The Oakes test should be applied flexibly, so as to achieve a proper balance between individual rights and community needs. In undertaking this task, courts must take into account both the nature of the infringed right and the specific values the state relies on to justify the infringement. This involves a close attention to context. Here, the educational context must be considered when balancing R’s freedom to make discriminatory statements against the right of the children in the School Board to be educated in a school system that is free from bias, prejudice and intolerance; relevant to this particular context is the vulnerability of young children to messages conveyed by their teachers. The employment context is also relevant to the extent that the state, as employer, has a duty to ensure that the fulfilment of public functions is undertaken in a manner that does not undermine public trust and confidence. Teachers are also employees of a school board and a teacher’s freedoms must be balanced against the school board’s right to operate according to its own mandate. The anti-Semitism context is relevant as well because the Board’s order was made to remedy the discrimination within the public school system that targeted Jews. In its order, the Board balanced R’s freedoms against the ability of the School Board to provide a discrimination-free environment and against the interests of Jewish students; it may therefore be entitled to greater deference. An attenuated level of s. 1 justification is appropriate in this case in light of the nature of the rights allegedly infringed by the order. The expression sought to be protected is at best tenuously connected to the core values of freedom of expression. R’s religious belief, which denigrates and defames the religious beliefs of others, erodes the very basis of the guarantee in s. 2(a) of the Charter. R’s religious views serve to deny Jews respect for dignity and equality.

**DATA SHOWN**
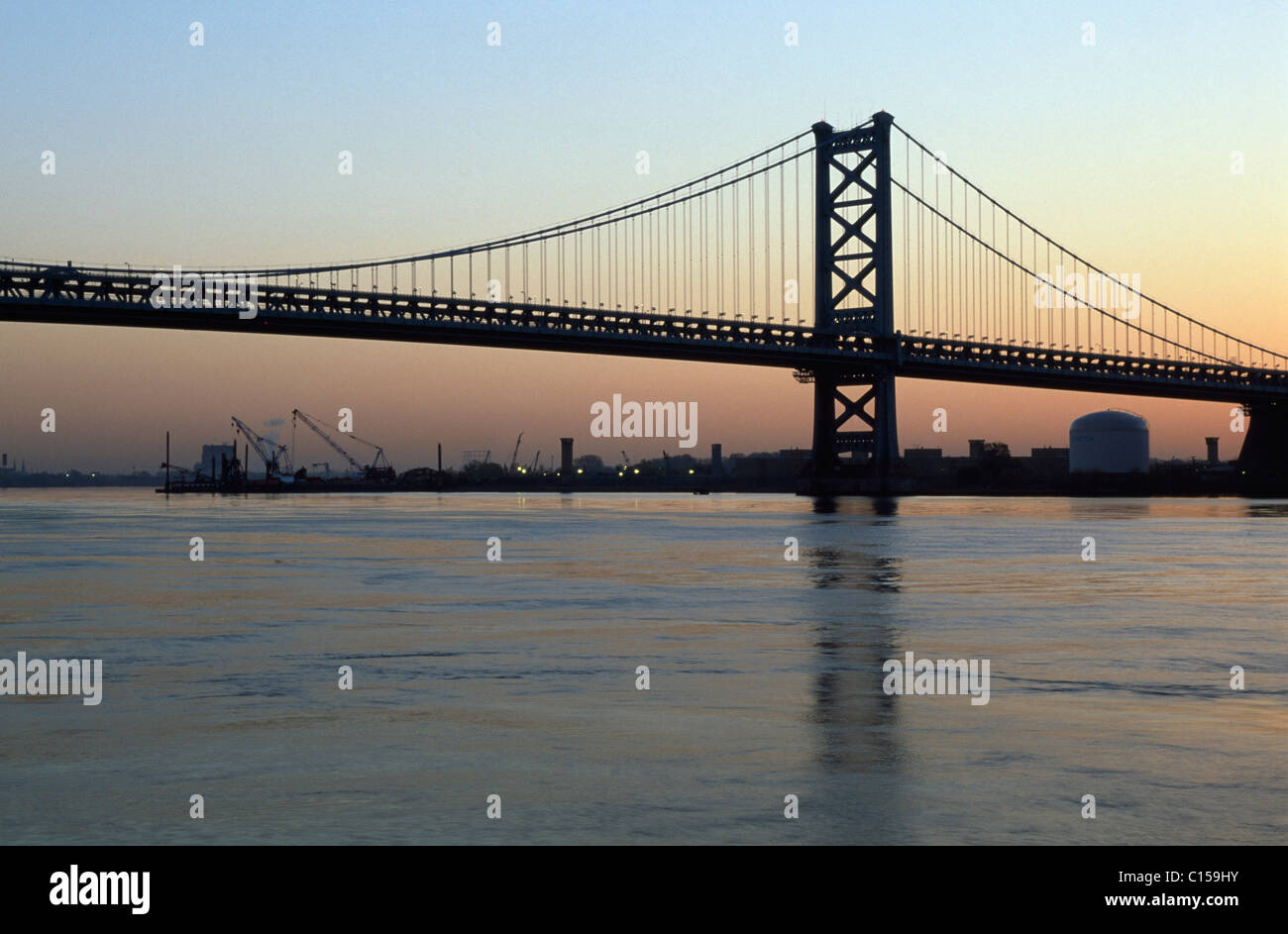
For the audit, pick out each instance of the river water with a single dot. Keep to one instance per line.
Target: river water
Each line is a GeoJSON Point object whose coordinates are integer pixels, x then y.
{"type": "Point", "coordinates": [518, 676]}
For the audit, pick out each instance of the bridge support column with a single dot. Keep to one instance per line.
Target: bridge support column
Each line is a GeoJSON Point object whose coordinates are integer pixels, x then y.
{"type": "Point", "coordinates": [1263, 460]}
{"type": "Point", "coordinates": [854, 296]}
{"type": "Point", "coordinates": [876, 444]}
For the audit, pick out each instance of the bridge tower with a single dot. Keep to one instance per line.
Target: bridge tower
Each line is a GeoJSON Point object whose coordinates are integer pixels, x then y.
{"type": "Point", "coordinates": [854, 295]}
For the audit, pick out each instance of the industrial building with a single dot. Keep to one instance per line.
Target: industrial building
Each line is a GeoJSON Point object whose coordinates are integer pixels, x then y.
{"type": "Point", "coordinates": [1109, 442]}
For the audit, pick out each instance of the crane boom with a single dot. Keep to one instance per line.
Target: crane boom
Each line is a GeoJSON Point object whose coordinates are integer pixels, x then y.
{"type": "Point", "coordinates": [323, 436]}
{"type": "Point", "coordinates": [271, 454]}
{"type": "Point", "coordinates": [380, 467]}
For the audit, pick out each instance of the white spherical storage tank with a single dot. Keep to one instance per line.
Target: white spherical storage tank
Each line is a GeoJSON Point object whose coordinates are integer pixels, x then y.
{"type": "Point", "coordinates": [1112, 442]}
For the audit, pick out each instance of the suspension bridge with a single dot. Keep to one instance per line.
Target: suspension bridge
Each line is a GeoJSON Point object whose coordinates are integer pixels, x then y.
{"type": "Point", "coordinates": [849, 257]}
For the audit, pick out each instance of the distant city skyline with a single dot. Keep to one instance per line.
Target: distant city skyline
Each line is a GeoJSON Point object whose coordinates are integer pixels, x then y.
{"type": "Point", "coordinates": [473, 142]}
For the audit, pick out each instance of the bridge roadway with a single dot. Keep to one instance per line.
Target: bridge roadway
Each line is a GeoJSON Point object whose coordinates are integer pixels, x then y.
{"type": "Point", "coordinates": [67, 295]}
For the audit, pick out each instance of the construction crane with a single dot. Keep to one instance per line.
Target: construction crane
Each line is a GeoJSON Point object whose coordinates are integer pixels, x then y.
{"type": "Point", "coordinates": [514, 458]}
{"type": "Point", "coordinates": [380, 469]}
{"type": "Point", "coordinates": [274, 457]}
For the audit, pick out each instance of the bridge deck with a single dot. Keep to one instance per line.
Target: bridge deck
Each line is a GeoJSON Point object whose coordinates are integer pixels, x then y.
{"type": "Point", "coordinates": [64, 295]}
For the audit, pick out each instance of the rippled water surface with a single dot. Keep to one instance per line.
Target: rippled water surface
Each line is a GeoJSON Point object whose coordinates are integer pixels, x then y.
{"type": "Point", "coordinates": [516, 677]}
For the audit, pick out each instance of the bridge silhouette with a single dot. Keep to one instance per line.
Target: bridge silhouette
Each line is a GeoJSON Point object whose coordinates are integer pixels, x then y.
{"type": "Point", "coordinates": [850, 257]}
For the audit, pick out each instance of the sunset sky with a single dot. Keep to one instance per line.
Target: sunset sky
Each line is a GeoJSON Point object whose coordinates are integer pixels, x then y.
{"type": "Point", "coordinates": [226, 155]}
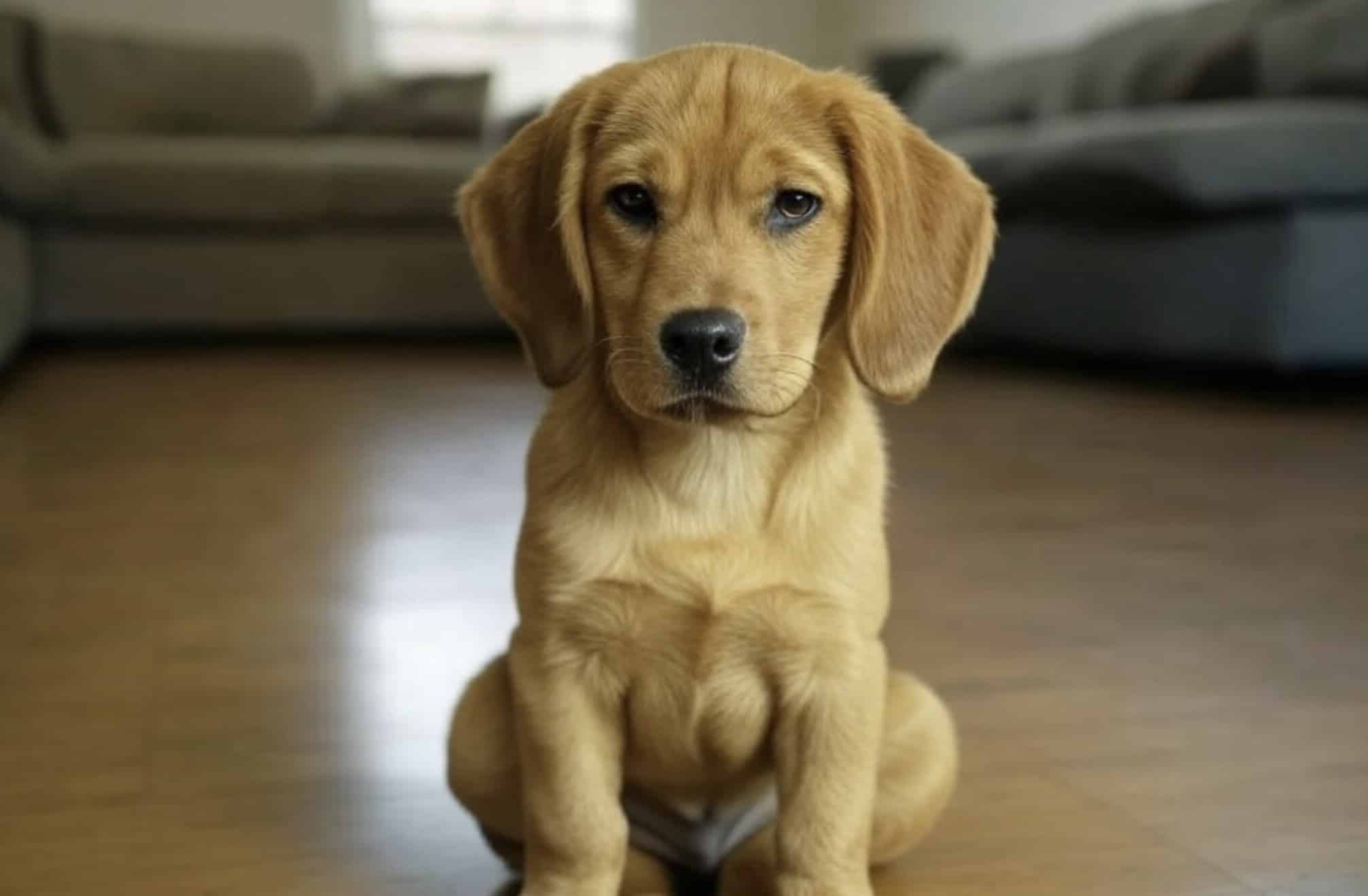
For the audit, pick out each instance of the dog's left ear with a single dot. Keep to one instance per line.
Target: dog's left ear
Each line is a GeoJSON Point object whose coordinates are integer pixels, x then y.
{"type": "Point", "coordinates": [523, 222]}
{"type": "Point", "coordinates": [921, 237]}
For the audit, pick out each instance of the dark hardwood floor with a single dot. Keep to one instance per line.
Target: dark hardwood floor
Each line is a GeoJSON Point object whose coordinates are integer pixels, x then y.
{"type": "Point", "coordinates": [243, 587]}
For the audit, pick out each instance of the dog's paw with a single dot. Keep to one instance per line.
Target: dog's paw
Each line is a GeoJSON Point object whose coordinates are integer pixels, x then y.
{"type": "Point", "coordinates": [793, 885]}
{"type": "Point", "coordinates": [562, 888]}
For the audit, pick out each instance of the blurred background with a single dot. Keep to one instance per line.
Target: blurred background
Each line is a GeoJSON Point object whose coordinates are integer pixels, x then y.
{"type": "Point", "coordinates": [262, 434]}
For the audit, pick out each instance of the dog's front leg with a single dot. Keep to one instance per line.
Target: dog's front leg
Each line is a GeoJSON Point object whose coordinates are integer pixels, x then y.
{"type": "Point", "coordinates": [571, 747]}
{"type": "Point", "coordinates": [825, 759]}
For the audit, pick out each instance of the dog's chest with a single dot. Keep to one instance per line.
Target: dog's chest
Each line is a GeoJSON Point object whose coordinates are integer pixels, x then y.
{"type": "Point", "coordinates": [696, 661]}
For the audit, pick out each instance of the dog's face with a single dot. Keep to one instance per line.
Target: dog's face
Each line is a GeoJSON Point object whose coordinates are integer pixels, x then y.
{"type": "Point", "coordinates": [716, 216]}
{"type": "Point", "coordinates": [698, 222]}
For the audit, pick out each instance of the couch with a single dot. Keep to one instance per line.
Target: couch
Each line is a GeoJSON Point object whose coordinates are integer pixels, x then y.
{"type": "Point", "coordinates": [1185, 188]}
{"type": "Point", "coordinates": [154, 186]}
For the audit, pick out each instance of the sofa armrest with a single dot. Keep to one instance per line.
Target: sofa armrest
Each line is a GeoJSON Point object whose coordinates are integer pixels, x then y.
{"type": "Point", "coordinates": [28, 167]}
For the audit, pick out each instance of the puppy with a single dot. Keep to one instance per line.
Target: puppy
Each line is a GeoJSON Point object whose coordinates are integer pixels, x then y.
{"type": "Point", "coordinates": [713, 258]}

**TASKS TO CARRY OUT**
a – List each context that the passage on the Oakes test names as relevant to balancing R's freedoms.
b – Continue the passage on the Oakes test, beginning after its final sentence.

**FINAL ANSWERS**
a – The educational context, the employment context and the anti-Semitism context.

b –
The Board’s order aims at remedying the discrimination found to have poisoned the educational environment in the School Board. This objective is clearly of sufficient importance to warrant overriding a constitutional freedom. There is also a rational connection between the order and its objective. While the evidence did not establish a direct link between the poisoned educational environment and R’s anti-Semitic views, it is sufficient that the Board found it “reasonable to anticipate” that there was a causal relationship between R’s conduct and the harm. It is possible to “reasonably anticipate” the causal relationship in this case because of the significant influence teachers exert on their students and the stature associated with the role of a teacher. R’s removal from his teaching position was thus necessary to ensure that no influence of this kind is exerted by him upon his students and to ensure that the educational services are discrimination-free. Accordingly, clauses 2(a), (b) and (c) of the order, which deal with R’s removal from his teaching position, are rationally connected to the order’s objective. They were also carefully tailored to accomplish this objective and minimally impair R’s constitutional freedoms. The deleterious effects of these clauses upon R’s freedoms are limited to the extent necessary to the attainment of their purpose. R is free to exercise his fundamental freedoms in a manner unrestricted by this order, upon leaving his teaching position, and he is not prevented from holding a position within the School Board if a non-teaching position becomes available. The objectives of preventing and remedying the discrimination in the provision of educational services to the public outweigh any negative effects on R produced by these clauses. Clauses 2(a), (b) and (c) of the order are justified under s. 1 and were properly made within the Board’s jurisdiction.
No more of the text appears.